> EXCERPT TO READ
=== Section Start ===
For instance, as for the three Doshas, you will find Thai Massage therapists who rather forcefully bring them into the Thai Massage practice, claiming that one “activates the Doshas through certain assisted Yoga poses” and “balances the Doshas” by “giving Vata type persons a slow massage, Pitta types a relaxing massage, and Kapha types a more dynamic, energetic massage.”

Some other Thai Massage practitioners are a bit more careful, and just assert that Traditional Thai Massage “can help to balance the Tridosha and promote overall health and wellness,” as such more tentatively connecting the three Doshas with Thai Massage.

You see, we can connect Thai Massage with whatever we want to; with Traditional Chinese Medicine (TCM), with Shiatsu, Tibetan Sowa Rigpa, Indonesian Herbal Medicine, or Taoist Practices, and whatnot. People will always find ingenious ways to find or force correlations, and sometimes there’s actually “something to it.”
=== Section End ===
> DATA EXCERPTS
=== Section Start ===
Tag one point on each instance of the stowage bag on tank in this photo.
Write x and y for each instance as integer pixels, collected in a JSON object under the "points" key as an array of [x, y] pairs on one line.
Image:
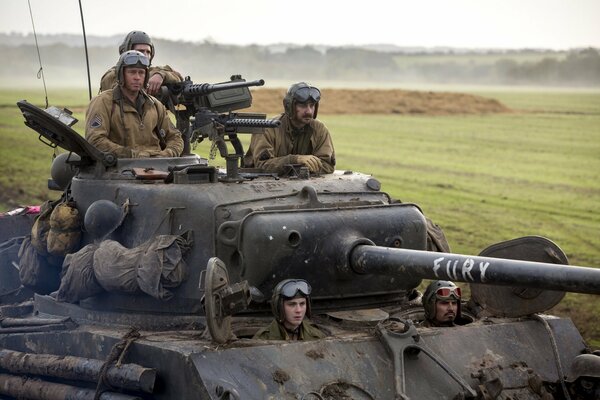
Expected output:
{"points": [[162, 266], [150, 267], [78, 280]]}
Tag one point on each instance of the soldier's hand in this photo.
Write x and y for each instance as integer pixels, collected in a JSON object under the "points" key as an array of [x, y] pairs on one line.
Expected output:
{"points": [[313, 163], [154, 84]]}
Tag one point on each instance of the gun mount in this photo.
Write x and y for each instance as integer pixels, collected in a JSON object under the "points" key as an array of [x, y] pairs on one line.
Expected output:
{"points": [[202, 249], [207, 111]]}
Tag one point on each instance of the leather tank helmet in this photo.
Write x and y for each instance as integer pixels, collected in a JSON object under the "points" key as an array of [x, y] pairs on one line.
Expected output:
{"points": [[136, 37], [440, 290], [287, 290], [300, 92], [132, 58]]}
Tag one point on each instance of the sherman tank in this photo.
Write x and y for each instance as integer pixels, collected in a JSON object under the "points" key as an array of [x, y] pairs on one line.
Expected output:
{"points": [[174, 260]]}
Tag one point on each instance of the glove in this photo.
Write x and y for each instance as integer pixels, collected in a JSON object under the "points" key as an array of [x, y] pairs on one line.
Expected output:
{"points": [[313, 163]]}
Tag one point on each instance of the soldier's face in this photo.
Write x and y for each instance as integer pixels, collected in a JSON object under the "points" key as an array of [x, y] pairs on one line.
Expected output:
{"points": [[303, 113], [445, 311], [294, 310], [134, 78], [144, 49]]}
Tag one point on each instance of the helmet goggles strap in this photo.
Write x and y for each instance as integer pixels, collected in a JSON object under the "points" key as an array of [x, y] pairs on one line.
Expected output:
{"points": [[448, 293], [135, 59]]}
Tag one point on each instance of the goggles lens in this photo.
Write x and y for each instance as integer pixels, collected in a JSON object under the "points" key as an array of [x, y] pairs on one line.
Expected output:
{"points": [[291, 288], [305, 94], [135, 59], [446, 293]]}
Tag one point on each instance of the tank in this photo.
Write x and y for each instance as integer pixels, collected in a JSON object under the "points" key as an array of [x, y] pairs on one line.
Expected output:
{"points": [[205, 246]]}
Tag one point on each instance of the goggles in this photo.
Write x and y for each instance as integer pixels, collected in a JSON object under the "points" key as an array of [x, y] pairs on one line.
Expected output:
{"points": [[447, 293], [135, 59], [291, 288], [305, 94]]}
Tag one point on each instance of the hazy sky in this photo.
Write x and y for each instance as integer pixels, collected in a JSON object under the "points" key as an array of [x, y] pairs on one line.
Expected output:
{"points": [[552, 24]]}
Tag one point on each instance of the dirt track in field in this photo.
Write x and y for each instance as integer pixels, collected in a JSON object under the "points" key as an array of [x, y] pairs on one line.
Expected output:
{"points": [[393, 101]]}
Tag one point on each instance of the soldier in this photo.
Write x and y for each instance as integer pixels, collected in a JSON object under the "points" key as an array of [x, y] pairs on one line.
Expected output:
{"points": [[290, 304], [441, 302], [128, 122], [140, 41], [300, 139], [584, 377]]}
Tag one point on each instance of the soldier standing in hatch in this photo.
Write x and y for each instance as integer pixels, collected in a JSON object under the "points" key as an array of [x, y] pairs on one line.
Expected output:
{"points": [[126, 120], [300, 139], [441, 302], [290, 304], [158, 76]]}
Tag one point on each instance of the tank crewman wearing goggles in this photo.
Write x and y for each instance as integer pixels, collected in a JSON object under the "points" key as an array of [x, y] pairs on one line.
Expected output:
{"points": [[441, 302], [290, 304], [126, 120], [158, 76], [300, 139]]}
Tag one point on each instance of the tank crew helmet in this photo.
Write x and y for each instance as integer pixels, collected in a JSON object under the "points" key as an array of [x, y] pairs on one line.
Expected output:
{"points": [[440, 290], [103, 217], [136, 37], [301, 92], [286, 290], [132, 58]]}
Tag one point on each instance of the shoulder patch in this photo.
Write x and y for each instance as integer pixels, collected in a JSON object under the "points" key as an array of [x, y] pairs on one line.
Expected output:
{"points": [[96, 122]]}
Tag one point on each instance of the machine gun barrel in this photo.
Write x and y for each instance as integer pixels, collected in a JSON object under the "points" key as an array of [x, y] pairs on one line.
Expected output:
{"points": [[201, 89], [366, 259]]}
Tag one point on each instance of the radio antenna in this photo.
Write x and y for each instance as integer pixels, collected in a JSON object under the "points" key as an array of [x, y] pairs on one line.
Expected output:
{"points": [[40, 73], [87, 60]]}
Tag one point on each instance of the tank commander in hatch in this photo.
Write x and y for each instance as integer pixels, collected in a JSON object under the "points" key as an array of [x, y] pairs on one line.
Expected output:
{"points": [[441, 302], [158, 76], [129, 122], [290, 304], [300, 139]]}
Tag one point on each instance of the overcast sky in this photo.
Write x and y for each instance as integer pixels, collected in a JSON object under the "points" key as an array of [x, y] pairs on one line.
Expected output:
{"points": [[550, 24]]}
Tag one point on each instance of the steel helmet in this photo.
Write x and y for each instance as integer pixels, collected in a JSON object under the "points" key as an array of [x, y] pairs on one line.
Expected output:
{"points": [[286, 290], [440, 290], [136, 37], [103, 217], [132, 58], [62, 171], [301, 92]]}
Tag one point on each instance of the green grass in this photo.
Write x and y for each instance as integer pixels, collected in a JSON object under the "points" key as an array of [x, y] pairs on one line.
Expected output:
{"points": [[484, 179]]}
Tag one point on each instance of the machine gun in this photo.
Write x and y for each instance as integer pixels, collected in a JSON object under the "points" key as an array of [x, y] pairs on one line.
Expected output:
{"points": [[206, 111]]}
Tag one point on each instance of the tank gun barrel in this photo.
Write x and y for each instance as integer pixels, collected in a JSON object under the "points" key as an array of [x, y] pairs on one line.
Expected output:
{"points": [[201, 89], [366, 259]]}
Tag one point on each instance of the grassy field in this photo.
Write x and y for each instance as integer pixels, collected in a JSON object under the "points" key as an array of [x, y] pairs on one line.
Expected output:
{"points": [[483, 178]]}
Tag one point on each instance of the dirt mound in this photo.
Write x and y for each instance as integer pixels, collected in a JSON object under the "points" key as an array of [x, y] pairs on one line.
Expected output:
{"points": [[393, 101]]}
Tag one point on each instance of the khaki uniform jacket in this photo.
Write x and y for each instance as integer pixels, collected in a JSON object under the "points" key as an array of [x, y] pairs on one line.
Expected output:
{"points": [[114, 125], [276, 331], [109, 79], [274, 149]]}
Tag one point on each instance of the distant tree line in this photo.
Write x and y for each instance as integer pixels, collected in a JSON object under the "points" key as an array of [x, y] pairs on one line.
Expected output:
{"points": [[210, 62]]}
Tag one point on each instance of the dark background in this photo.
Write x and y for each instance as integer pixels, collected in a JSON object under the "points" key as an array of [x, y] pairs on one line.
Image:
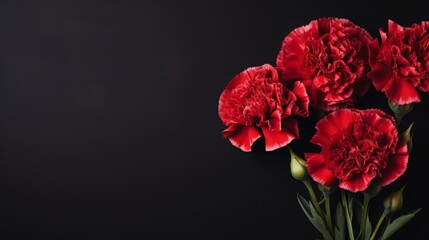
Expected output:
{"points": [[109, 125]]}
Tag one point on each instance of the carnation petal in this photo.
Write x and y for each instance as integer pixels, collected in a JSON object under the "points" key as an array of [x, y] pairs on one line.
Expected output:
{"points": [[381, 76], [278, 139], [330, 125], [397, 165], [401, 91], [356, 184], [317, 169], [289, 58], [302, 100], [393, 28], [242, 137]]}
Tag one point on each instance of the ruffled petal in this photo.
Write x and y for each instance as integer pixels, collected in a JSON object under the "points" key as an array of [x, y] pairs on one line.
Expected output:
{"points": [[381, 75], [331, 124], [289, 58], [242, 137], [302, 100], [356, 184], [317, 169], [397, 165], [401, 91], [278, 139]]}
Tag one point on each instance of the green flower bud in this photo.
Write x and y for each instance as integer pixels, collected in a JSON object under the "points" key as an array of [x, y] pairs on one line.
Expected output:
{"points": [[408, 137], [394, 201], [326, 190], [297, 167], [372, 190], [400, 110]]}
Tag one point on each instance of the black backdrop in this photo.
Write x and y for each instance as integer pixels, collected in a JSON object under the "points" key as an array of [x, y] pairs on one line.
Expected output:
{"points": [[109, 125]]}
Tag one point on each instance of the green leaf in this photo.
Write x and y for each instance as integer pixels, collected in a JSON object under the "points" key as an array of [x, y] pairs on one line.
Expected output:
{"points": [[408, 137], [340, 223], [396, 224], [368, 226], [314, 218], [351, 203]]}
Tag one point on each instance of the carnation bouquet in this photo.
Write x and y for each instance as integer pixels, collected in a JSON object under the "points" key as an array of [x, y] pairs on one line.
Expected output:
{"points": [[323, 69]]}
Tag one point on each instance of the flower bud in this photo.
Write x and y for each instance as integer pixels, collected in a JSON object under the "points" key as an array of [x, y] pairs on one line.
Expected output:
{"points": [[326, 190], [297, 167], [407, 136], [401, 109], [394, 201], [372, 190]]}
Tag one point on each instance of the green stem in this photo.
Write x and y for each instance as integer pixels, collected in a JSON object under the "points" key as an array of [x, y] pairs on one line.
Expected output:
{"points": [[328, 212], [366, 199], [380, 221], [313, 197], [348, 220]]}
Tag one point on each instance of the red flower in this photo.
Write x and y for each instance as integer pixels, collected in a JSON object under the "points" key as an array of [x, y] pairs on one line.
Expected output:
{"points": [[358, 147], [400, 65], [329, 56], [255, 103]]}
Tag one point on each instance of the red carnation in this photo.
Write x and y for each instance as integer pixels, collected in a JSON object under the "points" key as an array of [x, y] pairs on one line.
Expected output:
{"points": [[358, 147], [255, 104], [329, 56], [400, 65]]}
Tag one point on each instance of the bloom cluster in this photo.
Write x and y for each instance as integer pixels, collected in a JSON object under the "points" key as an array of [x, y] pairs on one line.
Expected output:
{"points": [[325, 67]]}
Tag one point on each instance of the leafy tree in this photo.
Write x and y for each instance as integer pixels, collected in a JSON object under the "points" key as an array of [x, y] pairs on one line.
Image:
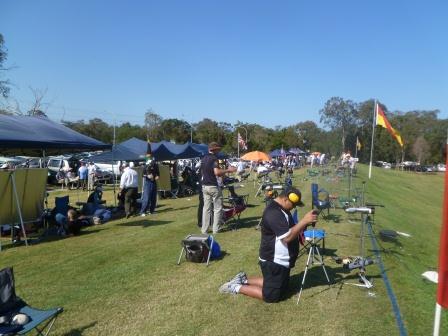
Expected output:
{"points": [[175, 130], [96, 128], [339, 114], [4, 83], [126, 131], [420, 148], [152, 124]]}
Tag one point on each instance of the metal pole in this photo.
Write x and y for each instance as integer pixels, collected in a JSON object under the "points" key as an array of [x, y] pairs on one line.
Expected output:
{"points": [[238, 143], [373, 135], [437, 316], [19, 211]]}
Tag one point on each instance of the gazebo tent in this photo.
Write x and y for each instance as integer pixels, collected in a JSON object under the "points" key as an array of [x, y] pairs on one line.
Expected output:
{"points": [[135, 149], [34, 136]]}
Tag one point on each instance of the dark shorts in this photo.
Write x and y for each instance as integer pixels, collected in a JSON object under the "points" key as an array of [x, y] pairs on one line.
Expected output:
{"points": [[275, 281]]}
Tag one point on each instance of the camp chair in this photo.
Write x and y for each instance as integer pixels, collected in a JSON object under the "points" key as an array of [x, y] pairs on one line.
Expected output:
{"points": [[320, 198], [232, 207], [197, 248], [10, 305]]}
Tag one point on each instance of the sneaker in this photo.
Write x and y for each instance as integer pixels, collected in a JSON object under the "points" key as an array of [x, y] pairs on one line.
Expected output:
{"points": [[228, 288], [239, 279]]}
=== Section End ===
> GOAL OF THE EXERCISE
Continue the excerpt on Thai Massage and the three Doshas from its last sentence, in the same voice.

> TASK OUTPUT
But, to keep a long story short: people should just do what pleases them and others, as long as we remember that Traditional Thai Massage had its own unique development, is a local Thai approach of healing that came about over centuries in its own environment, and with its own specific local healing concepts and elements. And “going back to the roots” — or something like that — can perhaps be of a certain interest, but is in fact only a “new” or rather “alternative” direction taken with Thai Massage.